**Dataset extract:**
▬▬▬▬▬▬
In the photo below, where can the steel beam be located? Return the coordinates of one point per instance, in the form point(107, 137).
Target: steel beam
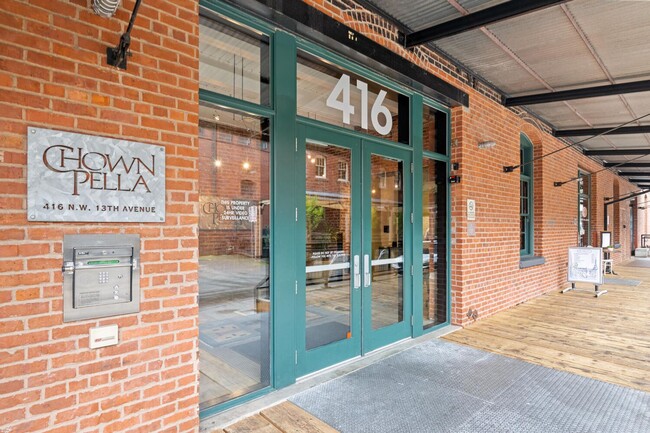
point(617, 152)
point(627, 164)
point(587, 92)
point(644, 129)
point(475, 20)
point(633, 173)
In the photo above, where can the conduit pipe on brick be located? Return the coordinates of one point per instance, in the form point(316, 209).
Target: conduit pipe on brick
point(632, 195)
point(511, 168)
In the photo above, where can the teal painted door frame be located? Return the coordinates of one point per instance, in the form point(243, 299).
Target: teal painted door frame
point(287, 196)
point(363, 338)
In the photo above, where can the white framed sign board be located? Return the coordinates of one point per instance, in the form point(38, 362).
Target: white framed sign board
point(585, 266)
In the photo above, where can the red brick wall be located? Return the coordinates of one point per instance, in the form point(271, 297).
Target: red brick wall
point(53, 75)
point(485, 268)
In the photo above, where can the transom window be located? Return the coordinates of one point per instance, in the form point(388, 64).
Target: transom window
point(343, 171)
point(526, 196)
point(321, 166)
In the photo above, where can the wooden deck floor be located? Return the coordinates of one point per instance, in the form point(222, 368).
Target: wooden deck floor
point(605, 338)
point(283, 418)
▬▬▬▬▬▬
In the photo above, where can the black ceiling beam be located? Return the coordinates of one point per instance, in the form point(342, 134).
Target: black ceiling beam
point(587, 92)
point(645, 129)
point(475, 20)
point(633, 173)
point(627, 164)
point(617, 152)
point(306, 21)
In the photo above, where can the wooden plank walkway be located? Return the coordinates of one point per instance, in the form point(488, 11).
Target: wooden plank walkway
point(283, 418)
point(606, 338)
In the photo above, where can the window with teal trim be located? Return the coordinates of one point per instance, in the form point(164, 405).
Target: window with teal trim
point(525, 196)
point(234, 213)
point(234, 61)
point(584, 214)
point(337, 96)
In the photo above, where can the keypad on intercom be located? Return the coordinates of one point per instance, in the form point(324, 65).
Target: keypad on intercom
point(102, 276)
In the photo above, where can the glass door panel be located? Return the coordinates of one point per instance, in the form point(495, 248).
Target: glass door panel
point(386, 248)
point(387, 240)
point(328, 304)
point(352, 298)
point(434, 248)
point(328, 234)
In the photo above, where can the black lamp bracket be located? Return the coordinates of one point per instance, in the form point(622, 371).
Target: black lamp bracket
▬▬▬▬▬▬
**Work required:**
Return, word for word, the part of the material that opens with the line containing "In the photo below, where" and closes with the line containing "point(321, 166)", both of those lines included. Leave the pictures out of your answer.

**Full solution:**
In the photo below, where can the steel beam be located? Return the coordinates of one point per instance, in the form point(107, 137).
Target: steel beam
point(617, 152)
point(627, 164)
point(587, 92)
point(644, 129)
point(475, 20)
point(633, 173)
In the photo above, where can the conduit pipe on brick be located? Return the coordinates of one point per instance, in the form point(316, 209).
Target: conduit pipe on brick
point(632, 195)
point(511, 168)
In the photo above, where can the teal painted door frame be located? Return the coordinates of one point per instance, in the form point(243, 299).
Target: teal painted door frame
point(287, 196)
point(363, 338)
In the photo above, where can the white framed sign board be located? Return the coordinates of one point per instance, in the form point(38, 362).
Target: white framed sign board
point(585, 266)
In the photo above, where can the red brick wall be located? Return the coordinates of one point per instance, in the form point(271, 297).
Target: red brick wall
point(53, 75)
point(485, 268)
In the photo above, where can the transom window be located? Return the coordinates of one point per instance, in the form point(388, 64).
Target: transom window
point(343, 171)
point(526, 196)
point(321, 166)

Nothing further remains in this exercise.